§ **MATERIAL SHOWN**
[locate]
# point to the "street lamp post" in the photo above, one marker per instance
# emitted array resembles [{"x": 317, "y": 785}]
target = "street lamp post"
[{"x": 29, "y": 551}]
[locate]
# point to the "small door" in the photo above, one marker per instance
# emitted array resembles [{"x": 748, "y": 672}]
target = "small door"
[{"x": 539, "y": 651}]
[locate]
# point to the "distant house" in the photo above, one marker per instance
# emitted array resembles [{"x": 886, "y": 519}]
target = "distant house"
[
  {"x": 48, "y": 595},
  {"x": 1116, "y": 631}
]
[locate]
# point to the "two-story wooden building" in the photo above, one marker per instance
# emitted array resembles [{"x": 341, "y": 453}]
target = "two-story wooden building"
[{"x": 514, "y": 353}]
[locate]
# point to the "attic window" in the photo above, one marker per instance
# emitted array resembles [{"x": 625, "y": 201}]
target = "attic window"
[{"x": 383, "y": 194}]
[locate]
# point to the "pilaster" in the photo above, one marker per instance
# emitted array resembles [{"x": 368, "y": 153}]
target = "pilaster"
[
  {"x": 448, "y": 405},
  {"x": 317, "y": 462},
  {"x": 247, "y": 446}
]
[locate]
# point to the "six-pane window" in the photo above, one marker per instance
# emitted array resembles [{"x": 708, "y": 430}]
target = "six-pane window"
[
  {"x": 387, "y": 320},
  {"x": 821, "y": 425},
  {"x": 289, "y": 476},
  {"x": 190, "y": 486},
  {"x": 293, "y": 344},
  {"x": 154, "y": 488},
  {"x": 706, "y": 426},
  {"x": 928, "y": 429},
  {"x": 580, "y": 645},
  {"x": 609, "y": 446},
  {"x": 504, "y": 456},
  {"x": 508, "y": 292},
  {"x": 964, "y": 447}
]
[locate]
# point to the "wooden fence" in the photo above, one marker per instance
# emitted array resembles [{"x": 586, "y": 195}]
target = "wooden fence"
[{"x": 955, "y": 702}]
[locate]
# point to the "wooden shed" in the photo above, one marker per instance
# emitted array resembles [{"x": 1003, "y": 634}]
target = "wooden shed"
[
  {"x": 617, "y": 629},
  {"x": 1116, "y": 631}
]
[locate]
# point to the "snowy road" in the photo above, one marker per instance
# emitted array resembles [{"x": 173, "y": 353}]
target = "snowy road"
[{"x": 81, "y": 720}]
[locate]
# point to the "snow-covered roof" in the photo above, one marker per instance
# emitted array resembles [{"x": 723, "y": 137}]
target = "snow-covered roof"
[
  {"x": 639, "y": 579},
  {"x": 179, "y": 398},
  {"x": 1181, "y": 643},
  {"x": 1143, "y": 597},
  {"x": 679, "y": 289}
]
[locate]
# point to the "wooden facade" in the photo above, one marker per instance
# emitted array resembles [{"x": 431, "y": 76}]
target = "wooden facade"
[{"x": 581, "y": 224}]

§ **OBJECTIVE**
Output the full listing exactly as it stands.

§ **THE REPLY**
[locate]
# point to the "street lamp post" in the photo above, one marker per instance
# emitted array resembles [{"x": 317, "y": 785}]
target = "street lamp post"
[{"x": 29, "y": 551}]
[locate]
# point to the "small door" in the photo above, one marker per instance
# emitted array resembles [{"x": 748, "y": 672}]
target = "small door"
[{"x": 539, "y": 651}]
[locate]
# point to the "distant house" in the photo above, one marker per instance
# emitted array resembles [{"x": 886, "y": 519}]
target = "distant house"
[
  {"x": 48, "y": 595},
  {"x": 1116, "y": 631}
]
[locate]
# point to the "two-story wooden building" in the photo above, one marker per instance
# emitted array resembles [{"x": 341, "y": 453}]
target = "two-story wooden building"
[{"x": 514, "y": 353}]
[locate]
# point to the "attic window" in the photo above, one marker per instance
# emitted array resembles [{"x": 625, "y": 201}]
target = "attic window"
[{"x": 383, "y": 194}]
[locate]
# point to the "pilaster" in the photo above, one marker per instance
# emitted array resembles [{"x": 368, "y": 153}]
target = "pilaster"
[
  {"x": 448, "y": 405},
  {"x": 317, "y": 462},
  {"x": 247, "y": 446}
]
[locate]
# point to the "six-pane window" in the photo above, one marker per instance
# emitted array resembles [{"x": 708, "y": 430}]
target = "six-pane window"
[
  {"x": 387, "y": 320},
  {"x": 821, "y": 425},
  {"x": 289, "y": 476},
  {"x": 190, "y": 486},
  {"x": 293, "y": 344},
  {"x": 154, "y": 488},
  {"x": 706, "y": 426},
  {"x": 928, "y": 429},
  {"x": 580, "y": 645},
  {"x": 609, "y": 446},
  {"x": 504, "y": 456},
  {"x": 508, "y": 292},
  {"x": 964, "y": 447}
]
[locate]
# point to the "wooden fence" in the photo above, one marker per instance
# emitted array resembles [{"x": 586, "y": 195}]
target = "wooden fence"
[{"x": 955, "y": 702}]
[locate]
# point to the "wooden shed" in the photo above, one marker per instance
# emitted array resembles [{"x": 1003, "y": 634}]
target = "wooden shed"
[
  {"x": 617, "y": 629},
  {"x": 1116, "y": 631}
]
[locate]
# point to the "snowy road" in the photo above, one marker per instance
# emitted array resembles [{"x": 173, "y": 353}]
target = "snowy road"
[{"x": 81, "y": 720}]
[locate]
# point to the "snow-covered roof" in the photo above, one marker per instance
# emitted array resembles [{"x": 723, "y": 137}]
target = "snow-covered roof"
[
  {"x": 639, "y": 579},
  {"x": 179, "y": 398},
  {"x": 1181, "y": 643},
  {"x": 1143, "y": 597},
  {"x": 679, "y": 289}
]
[locate]
# point to the "wooden facade" in the photo above, one marker per instance
# emitted array resembles [{"x": 431, "y": 76}]
target = "wooden facade"
[{"x": 581, "y": 224}]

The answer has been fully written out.